# Supplied entries
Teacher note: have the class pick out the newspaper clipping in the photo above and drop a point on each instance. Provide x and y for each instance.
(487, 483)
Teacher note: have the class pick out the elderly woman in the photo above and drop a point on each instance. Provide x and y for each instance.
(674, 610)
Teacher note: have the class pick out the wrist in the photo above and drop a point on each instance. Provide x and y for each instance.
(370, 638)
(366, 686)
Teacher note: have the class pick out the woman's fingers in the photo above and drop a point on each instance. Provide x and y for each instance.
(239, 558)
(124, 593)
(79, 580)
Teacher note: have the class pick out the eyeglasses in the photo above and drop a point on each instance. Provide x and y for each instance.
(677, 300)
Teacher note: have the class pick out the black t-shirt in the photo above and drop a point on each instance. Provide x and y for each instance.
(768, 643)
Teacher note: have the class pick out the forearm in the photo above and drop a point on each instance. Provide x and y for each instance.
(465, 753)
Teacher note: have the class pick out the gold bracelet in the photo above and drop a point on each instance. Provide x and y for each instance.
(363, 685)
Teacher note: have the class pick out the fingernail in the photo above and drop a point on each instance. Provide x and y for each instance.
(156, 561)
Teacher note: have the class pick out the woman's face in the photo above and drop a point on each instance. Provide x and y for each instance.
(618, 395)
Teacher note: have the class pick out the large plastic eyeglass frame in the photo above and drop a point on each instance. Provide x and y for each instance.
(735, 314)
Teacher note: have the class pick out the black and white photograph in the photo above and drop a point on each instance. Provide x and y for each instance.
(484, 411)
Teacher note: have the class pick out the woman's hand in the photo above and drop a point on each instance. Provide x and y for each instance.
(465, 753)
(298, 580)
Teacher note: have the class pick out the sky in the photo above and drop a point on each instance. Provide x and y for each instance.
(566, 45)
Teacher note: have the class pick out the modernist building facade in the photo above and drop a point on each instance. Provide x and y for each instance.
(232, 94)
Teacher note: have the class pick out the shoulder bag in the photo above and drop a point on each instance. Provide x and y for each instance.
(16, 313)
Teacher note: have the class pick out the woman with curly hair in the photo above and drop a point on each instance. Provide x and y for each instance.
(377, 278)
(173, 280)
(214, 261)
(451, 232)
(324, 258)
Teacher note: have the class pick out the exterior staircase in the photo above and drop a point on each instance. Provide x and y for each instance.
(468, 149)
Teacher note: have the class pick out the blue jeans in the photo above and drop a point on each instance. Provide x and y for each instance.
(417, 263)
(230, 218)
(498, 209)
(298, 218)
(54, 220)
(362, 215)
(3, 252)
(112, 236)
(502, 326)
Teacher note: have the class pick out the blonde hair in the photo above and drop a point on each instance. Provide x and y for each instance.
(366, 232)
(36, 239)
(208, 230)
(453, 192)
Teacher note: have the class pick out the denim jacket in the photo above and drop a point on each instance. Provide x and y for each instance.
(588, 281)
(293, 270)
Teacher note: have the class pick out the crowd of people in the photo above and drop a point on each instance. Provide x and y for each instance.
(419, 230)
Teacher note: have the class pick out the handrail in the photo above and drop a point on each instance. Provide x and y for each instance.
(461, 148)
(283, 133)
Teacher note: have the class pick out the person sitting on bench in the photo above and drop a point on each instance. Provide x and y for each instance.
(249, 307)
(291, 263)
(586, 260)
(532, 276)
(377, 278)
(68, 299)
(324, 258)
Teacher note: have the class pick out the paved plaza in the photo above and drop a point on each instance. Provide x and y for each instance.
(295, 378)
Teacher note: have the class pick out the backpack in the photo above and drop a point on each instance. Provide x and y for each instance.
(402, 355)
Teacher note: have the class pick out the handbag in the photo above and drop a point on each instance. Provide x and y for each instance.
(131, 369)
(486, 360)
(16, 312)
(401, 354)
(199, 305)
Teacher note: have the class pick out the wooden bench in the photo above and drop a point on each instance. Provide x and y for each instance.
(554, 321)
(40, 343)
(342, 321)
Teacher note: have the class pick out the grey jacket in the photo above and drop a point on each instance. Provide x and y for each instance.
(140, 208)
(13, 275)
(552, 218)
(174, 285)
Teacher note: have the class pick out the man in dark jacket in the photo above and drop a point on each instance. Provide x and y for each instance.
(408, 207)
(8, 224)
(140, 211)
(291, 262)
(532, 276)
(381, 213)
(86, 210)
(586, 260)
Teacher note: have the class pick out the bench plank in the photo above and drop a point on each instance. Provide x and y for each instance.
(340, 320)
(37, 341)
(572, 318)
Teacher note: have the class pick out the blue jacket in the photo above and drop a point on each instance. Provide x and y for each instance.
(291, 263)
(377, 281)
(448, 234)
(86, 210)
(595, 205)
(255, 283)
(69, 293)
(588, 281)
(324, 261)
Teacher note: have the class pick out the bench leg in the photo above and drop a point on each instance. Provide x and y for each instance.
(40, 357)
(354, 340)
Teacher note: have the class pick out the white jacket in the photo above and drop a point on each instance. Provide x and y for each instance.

# Work to be completed
Without omitting anything, output the entries exactly.

# Solution
Teacher note: have the class pick out the newspaper clipping in the photo above and drop a point on each instance. Provide x and y for each instance.
(487, 483)
Teacher note: have the class pick out the elderly woman in the photo above and drop a point on each instance. Provide x and y for each instance.
(674, 610)
Teacher note: have the class pick out the wrist in the photo above and drop a point on each instance. Provide x and y for each instance.
(370, 638)
(366, 686)
Teacher note: have the class pick out the woman's fingers in the photo above and drop a point on each instance. Provide x and y for each instance.
(239, 558)
(124, 593)
(79, 580)
Teacher note: have the class pick out the eyeglasses in the photo above and drop a point on each instance. Provide x and y for each instance.
(677, 300)
Teacher note: have the class pick out the black t-shirt in the photo above and drop a point on each instance. Provide x and y for each instance.
(768, 643)
Teacher note: have the class pick out the forearm in the photo above and drop a point on each instance. Provide x and y for each instance.
(465, 753)
Teacher note: have the class pick out the gold bracelet in the photo above and drop a point on each instance. Provide x and y for each instance.
(363, 685)
Teacher note: have the class pick out the fingernail in the photo above and drop a point on each instance. Provide x and y for each instance.
(156, 561)
Teacher note: have the class pick out the woman's face in the photo above and drop a point on each instance. Provide x and y for each instance.
(618, 395)
Teacher note: have the class pick out the large plastic eyeglass frame in the photo above and drop a point on each instance. Provide x and y for each instance.
(735, 314)
Teacher note: have the class pick out the black and white photograph in the photo above and drop a point on each instance. Provide x and y for each instance.
(484, 411)
Teacher note: have the class pick out the woman's hand in the photo above and drop a point on each instance. Provide x and y for each instance.
(465, 753)
(298, 580)
Teacher note: have the class pick out the sky in the photo above and drop a point on each instance. Provide x and y for each instance.
(566, 45)
Teacher note: have the class pick out the modernist building facade in the photo above and drop a point on each instance. Provide x and y for each instance.
(232, 94)
Teacher note: have the class pick out the shoulder bag in the photo above and drop a point on each instance. Provide x and y for each instance.
(16, 313)
Teacher note: have the class pick out the woman with curly hair in the photo above and drop a point on each instance. Provide x and y for each instance.
(377, 278)
(173, 280)
(214, 261)
(451, 232)
(324, 258)
Teacher note: have the class pick out the exterior staircase in the photo above and drop a point on each instance. Provide x and y for each instance.
(468, 149)
Teacher note: have the class pick out the blue jeans in the photo above and drop a point on each instance. Provide x and y for each instance.
(417, 263)
(230, 218)
(498, 209)
(298, 218)
(54, 220)
(362, 215)
(3, 252)
(112, 236)
(502, 326)
Teacher note: have the class pick out the blonde hair in the photo above and drop a point on each instance. Provide x and y for each instance.
(366, 232)
(36, 239)
(208, 230)
(453, 192)
Teacher note: have the class pick out the denim jacket in the photo above and drop a point on each instance. Provide x and y for each instance.
(588, 281)
(293, 270)
Teacher note: have the class pick out the crowd of people in the photo above and drop a point on each instance. Provide x and y for each instance.
(419, 230)
Teacher note: have the class pick out the handrail in the photo above and drop a point on each instance. Provide x and y for each instance.
(461, 148)
(283, 133)
Teacher note: have the class pick out the person sitting on bench in the photo above and drop a point on each instance. Provide x and y for each instance.
(249, 307)
(291, 263)
(586, 260)
(532, 276)
(377, 278)
(68, 299)
(324, 258)
Teacher note: have the class pick out the paved plaza in the photo above and drop a point on each instance. Provide x and y for each instance.
(295, 378)
Teacher note: have the class pick out the backpack in the photo above and drop a point on each instance. Provide x and y for each instance.
(402, 355)
Teacher note: have the class pick out the handbag in the photo above and drop a point on each instance. Provide x and y for each instance.
(131, 369)
(486, 360)
(16, 312)
(401, 354)
(199, 305)
Teacher note: have the class pick out the wooden bench in the photo above and drop a point on each instance. Provide x and y for each instance.
(554, 321)
(40, 343)
(342, 321)
Teacher note: have the class pick out the grey jacket in the photo above and drop a point on each instance. Provide x and y for each instance.
(140, 208)
(13, 275)
(552, 218)
(174, 285)
Teacher note: have the class pick out the man in dark jacket in the photo above and drop a point on each instance. Provide x and y for each instance.
(408, 207)
(8, 224)
(140, 211)
(291, 262)
(532, 276)
(381, 213)
(86, 210)
(586, 260)
Teacher note: have the class pick out the bench plank in the photo above and drop a point on each instance. Provide x and y for each instance.
(340, 320)
(37, 341)
(572, 318)
Teacher note: have the class pick out the blue jacket in the photo above and drop a point on each instance. Provide x and y for each instance.
(291, 263)
(377, 281)
(448, 234)
(86, 210)
(595, 205)
(255, 283)
(69, 293)
(588, 281)
(324, 261)
Teacher note: have the class pick out the bench leg in the photo above and drop a point on each instance. Provide x and y for each instance.
(40, 357)
(354, 340)
Teacher note: have the class pick out the white jacket in the photo above and drop a point on each instance. Provide x and y for each instance.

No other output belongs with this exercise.